TEXT FOR ANALYSIS:
:::

When dermatologists spot an unusual mark on a patient's skin, they face a choice: monitor it for some time or remove it for biopsy. Similarly, when removing breast tumors, surgeons must send excised tissues to pathologists who take several days to determine if any cancerous cells remain, leading to a second surgery for removing additional cells in about 20% of cases. Pathologists process these tissues by slicing them into thin sections and staining them with hematoxylin and eosin (H&E), which enhances the visibility of cellular structures and is crucial for diagnosing cancers and other diseases. However, this method is labor-intensive and irreversible; once a biopsy is sliced in one direction, it cannot be resectioned for alternative views. Now, a "virtual biopsy" could allow dermatologists to forego the scalpel and scan the skin to check for cancerous cells without an incision. Similarly, surgeons might soon be able to determine if they have completely removed the tumor during the procedure itself by using real-time imaging instead of waiting for traditional pathology results.

:::

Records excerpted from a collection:
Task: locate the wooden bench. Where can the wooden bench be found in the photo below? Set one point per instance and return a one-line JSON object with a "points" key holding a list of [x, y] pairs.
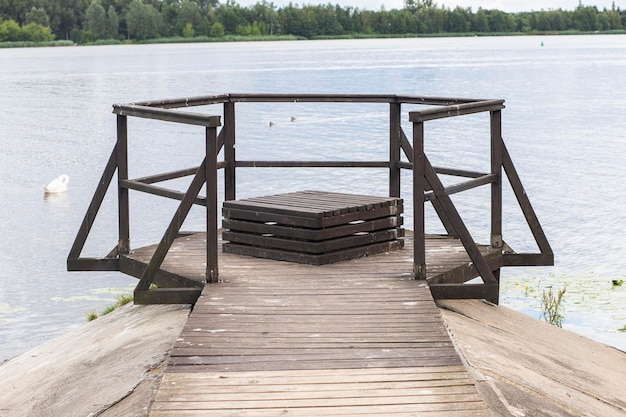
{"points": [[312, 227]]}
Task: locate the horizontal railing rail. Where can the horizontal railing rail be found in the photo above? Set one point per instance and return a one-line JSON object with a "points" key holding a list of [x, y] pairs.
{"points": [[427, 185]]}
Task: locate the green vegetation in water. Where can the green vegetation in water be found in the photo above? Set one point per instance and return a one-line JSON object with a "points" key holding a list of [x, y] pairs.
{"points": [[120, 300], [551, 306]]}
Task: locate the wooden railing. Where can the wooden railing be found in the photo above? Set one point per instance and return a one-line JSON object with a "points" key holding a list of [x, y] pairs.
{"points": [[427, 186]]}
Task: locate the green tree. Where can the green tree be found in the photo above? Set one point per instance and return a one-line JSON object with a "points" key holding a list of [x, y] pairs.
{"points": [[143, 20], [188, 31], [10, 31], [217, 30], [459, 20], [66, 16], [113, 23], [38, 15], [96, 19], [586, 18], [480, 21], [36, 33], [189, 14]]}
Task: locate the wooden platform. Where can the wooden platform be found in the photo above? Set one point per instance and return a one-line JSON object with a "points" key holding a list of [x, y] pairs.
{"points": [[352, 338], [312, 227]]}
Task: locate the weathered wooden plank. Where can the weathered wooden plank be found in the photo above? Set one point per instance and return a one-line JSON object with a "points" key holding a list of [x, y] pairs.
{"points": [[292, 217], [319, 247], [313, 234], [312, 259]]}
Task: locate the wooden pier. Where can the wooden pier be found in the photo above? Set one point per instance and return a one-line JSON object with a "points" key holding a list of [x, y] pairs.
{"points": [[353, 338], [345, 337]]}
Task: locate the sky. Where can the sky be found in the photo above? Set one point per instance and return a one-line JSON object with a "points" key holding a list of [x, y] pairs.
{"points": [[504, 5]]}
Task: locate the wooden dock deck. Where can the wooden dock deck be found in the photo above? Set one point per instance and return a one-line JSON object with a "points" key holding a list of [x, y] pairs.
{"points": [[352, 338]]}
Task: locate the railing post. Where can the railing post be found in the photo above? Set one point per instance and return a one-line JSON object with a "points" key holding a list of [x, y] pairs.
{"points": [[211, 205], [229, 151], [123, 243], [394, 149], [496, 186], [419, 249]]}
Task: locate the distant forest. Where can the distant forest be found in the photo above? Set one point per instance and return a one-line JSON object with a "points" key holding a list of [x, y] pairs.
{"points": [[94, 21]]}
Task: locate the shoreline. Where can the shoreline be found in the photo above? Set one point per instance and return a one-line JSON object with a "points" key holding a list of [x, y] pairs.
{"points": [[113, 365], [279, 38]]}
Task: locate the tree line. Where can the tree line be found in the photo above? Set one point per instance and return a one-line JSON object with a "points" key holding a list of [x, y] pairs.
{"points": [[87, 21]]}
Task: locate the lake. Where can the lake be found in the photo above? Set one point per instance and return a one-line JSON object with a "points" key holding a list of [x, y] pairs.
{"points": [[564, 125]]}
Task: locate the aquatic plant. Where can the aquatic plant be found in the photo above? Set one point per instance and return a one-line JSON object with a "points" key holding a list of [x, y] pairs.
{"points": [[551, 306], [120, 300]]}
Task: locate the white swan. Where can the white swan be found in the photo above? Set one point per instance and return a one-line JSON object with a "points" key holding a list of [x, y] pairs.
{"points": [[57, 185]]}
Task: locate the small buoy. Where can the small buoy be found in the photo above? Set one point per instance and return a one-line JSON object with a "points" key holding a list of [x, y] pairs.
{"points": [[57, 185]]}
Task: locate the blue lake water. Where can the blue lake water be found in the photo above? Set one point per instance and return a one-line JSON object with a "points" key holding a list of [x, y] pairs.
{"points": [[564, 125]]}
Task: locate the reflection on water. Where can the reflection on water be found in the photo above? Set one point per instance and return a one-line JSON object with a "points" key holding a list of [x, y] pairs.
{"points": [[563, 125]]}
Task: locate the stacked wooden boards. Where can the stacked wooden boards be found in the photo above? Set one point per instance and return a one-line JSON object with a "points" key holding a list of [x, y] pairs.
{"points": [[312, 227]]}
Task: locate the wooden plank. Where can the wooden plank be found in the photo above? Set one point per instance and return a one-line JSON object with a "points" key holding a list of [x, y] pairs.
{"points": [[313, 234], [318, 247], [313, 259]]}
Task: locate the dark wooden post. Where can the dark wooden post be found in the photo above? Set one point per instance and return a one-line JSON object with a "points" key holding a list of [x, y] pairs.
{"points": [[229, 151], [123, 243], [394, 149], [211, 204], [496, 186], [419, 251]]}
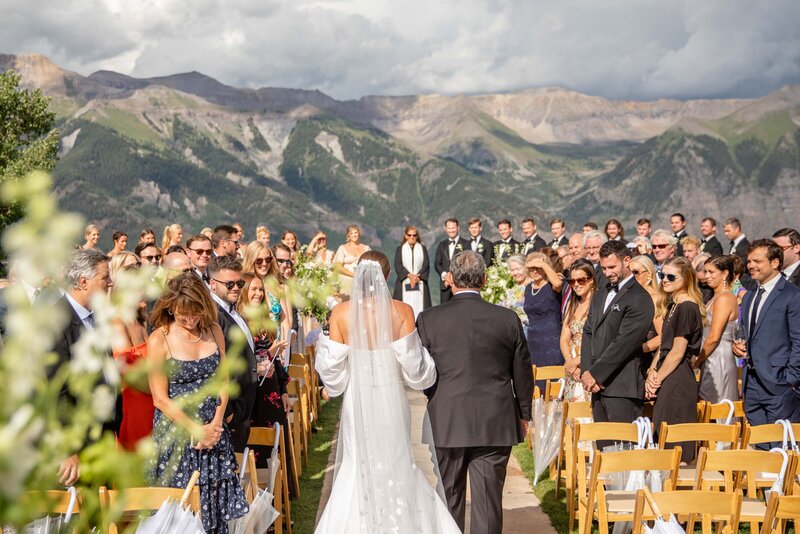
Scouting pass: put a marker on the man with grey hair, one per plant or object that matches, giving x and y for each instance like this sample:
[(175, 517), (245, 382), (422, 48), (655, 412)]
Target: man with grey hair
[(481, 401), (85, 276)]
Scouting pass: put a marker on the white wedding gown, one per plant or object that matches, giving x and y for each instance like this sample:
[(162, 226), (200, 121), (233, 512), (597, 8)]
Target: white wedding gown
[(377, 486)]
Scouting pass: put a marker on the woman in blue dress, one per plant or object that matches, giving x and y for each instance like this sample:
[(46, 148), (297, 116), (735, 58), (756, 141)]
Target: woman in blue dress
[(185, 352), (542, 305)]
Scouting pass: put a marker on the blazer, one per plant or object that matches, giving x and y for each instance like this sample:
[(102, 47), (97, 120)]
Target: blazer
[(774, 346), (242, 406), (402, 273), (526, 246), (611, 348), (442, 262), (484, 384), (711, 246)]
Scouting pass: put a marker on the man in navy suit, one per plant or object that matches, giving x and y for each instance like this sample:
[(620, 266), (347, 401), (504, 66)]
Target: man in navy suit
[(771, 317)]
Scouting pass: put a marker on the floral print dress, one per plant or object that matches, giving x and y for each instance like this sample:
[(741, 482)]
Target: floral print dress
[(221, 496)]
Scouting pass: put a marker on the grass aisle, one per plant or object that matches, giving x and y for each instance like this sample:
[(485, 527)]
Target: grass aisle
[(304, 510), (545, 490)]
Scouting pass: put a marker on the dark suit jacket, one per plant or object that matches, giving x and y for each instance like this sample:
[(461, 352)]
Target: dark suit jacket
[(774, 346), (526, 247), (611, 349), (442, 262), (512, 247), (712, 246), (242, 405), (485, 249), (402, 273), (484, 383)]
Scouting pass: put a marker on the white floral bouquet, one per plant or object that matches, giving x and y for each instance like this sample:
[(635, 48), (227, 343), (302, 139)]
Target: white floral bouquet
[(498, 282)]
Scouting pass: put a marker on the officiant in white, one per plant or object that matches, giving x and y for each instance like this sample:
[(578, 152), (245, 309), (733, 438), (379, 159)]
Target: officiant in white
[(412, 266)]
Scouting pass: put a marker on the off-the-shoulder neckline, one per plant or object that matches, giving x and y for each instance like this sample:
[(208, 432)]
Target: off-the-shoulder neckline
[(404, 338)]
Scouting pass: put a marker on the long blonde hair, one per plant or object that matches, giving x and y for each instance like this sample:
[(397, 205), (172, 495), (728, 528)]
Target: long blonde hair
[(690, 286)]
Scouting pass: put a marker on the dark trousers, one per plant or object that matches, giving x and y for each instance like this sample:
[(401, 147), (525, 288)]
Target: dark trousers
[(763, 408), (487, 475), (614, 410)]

:::

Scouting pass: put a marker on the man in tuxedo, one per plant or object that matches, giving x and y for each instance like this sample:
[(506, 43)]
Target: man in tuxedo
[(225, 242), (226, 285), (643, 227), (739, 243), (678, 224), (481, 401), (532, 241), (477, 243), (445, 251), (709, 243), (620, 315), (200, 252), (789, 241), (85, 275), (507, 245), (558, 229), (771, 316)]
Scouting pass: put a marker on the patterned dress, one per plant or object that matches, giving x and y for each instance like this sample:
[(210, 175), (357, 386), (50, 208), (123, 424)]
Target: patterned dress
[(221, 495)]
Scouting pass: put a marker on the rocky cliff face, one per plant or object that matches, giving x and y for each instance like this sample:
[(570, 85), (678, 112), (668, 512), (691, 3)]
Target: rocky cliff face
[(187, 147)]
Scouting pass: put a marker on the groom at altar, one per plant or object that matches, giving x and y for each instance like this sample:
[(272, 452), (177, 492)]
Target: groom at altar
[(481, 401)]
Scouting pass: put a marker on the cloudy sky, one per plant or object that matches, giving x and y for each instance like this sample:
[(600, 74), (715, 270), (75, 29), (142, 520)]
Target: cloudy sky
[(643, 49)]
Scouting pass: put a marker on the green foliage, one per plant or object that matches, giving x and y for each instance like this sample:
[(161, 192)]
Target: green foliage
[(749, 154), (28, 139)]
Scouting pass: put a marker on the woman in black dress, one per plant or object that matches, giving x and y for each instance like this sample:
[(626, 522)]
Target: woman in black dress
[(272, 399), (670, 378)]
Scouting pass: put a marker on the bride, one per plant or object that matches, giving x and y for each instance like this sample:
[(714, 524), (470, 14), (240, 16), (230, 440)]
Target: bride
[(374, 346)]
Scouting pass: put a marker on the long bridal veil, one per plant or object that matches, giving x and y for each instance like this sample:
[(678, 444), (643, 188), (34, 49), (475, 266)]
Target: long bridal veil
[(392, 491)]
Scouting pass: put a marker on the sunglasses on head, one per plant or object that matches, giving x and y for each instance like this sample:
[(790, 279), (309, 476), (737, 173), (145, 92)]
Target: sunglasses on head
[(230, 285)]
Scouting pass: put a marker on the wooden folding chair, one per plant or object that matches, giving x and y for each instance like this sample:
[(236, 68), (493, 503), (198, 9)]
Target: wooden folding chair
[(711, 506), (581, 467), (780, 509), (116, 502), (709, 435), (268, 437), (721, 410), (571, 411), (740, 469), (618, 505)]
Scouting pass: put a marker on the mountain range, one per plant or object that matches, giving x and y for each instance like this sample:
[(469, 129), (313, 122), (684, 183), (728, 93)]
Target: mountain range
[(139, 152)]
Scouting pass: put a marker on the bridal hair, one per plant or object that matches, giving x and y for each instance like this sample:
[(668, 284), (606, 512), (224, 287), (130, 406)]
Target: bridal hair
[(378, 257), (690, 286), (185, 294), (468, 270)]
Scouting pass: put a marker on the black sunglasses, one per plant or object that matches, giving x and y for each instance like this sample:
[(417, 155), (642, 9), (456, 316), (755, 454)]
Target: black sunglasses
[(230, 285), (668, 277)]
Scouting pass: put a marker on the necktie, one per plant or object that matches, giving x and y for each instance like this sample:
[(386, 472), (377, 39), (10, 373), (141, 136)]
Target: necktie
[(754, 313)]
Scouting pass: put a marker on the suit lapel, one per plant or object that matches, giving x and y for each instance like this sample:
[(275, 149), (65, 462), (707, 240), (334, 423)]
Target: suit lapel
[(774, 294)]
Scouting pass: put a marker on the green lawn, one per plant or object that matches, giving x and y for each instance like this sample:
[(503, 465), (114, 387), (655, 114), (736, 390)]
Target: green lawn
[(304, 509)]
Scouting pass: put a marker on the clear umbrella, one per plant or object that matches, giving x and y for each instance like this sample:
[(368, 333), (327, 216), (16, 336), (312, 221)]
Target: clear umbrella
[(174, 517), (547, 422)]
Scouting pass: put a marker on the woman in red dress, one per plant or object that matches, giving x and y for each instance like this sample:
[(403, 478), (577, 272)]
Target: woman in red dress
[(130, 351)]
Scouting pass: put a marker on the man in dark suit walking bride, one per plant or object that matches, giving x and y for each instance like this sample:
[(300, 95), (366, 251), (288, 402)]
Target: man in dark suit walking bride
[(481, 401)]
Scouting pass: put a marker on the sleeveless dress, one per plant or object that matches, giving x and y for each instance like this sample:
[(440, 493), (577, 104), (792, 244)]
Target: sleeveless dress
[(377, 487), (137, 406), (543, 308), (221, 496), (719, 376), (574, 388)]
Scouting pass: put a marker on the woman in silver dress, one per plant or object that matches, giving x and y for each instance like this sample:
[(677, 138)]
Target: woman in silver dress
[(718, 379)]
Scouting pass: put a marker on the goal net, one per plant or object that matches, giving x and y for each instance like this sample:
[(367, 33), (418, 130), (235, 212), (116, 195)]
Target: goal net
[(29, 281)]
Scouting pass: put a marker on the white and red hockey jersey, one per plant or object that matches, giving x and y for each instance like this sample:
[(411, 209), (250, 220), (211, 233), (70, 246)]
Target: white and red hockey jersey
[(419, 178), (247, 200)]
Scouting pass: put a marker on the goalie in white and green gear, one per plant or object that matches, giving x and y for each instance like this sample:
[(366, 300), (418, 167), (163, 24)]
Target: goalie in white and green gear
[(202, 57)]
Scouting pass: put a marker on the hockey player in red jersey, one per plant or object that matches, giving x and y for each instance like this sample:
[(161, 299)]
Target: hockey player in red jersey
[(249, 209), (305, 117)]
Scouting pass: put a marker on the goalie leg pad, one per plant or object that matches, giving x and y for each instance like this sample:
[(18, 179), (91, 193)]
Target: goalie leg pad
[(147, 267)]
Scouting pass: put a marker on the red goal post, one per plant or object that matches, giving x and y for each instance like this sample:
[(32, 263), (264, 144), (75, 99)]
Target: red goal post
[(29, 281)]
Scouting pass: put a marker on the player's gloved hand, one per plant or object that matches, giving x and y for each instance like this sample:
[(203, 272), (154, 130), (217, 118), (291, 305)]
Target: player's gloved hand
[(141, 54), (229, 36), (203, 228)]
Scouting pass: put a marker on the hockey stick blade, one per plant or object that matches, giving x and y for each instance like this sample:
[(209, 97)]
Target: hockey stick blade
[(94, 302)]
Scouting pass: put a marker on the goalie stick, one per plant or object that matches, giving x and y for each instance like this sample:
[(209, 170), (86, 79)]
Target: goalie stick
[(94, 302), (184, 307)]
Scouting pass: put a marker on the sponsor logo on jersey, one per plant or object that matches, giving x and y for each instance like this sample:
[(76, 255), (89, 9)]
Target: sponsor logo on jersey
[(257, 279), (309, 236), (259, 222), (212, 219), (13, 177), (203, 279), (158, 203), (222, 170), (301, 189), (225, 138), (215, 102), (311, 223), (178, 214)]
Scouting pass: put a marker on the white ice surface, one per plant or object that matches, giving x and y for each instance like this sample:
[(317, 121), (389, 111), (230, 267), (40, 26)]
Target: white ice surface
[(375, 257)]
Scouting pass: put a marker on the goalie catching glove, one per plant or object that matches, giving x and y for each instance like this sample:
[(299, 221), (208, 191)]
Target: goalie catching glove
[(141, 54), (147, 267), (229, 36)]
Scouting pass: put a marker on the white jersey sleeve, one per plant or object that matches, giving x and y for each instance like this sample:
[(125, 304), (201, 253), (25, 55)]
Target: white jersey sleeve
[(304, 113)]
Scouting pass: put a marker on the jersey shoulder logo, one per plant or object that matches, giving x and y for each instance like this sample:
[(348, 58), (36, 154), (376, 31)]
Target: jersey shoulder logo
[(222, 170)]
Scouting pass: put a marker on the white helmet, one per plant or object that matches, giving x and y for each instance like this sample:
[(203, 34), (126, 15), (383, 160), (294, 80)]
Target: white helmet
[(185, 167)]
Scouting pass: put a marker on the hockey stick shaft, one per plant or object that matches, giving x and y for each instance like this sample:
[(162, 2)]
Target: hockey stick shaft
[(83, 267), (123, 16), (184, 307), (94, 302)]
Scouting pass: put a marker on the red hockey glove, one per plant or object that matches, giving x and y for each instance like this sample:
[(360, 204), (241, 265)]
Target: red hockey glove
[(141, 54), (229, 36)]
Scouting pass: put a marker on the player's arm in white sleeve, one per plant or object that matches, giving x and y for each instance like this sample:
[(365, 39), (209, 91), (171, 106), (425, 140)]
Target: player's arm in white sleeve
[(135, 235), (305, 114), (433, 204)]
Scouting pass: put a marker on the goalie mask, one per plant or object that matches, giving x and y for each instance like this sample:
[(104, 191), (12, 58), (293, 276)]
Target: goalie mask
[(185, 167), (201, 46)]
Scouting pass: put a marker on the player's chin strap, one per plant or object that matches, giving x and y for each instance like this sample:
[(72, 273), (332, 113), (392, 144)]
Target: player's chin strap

:::

ASSIGNED TASK: Pick up the text on virtual biopsies after its final sentence and continue it.

TASK ANSWER:
Researchers at Stanford Medicine (Stanford, CA, USA) have introduced a technique that utilizes lasers to penetrate tissue and create detailed three-dimensional reconstructions of cellular structures. This method enables the production of cross-sectional images similar to those made by slicing biopsy samples, which are typically examined under a microscope. This breakthrough could allow for noninvasive skin scans and speed up the biopsy results from other tissues, potentially offering more comprehensive diagnostic information. While further development is required to bring this technology to clinical practice, the researchers are optimistic that their innovation will transform how biopsies are performed.

“We’ve not only created something that can replace the current gold-standard pathology slides for diagnosing many conditions, but we actually improved the resolution of these scans so much that we start to pick up information that would be extremely hard to see otherwise,” said Adam de la Zerda, Ph.D., an associate professor of structural biology.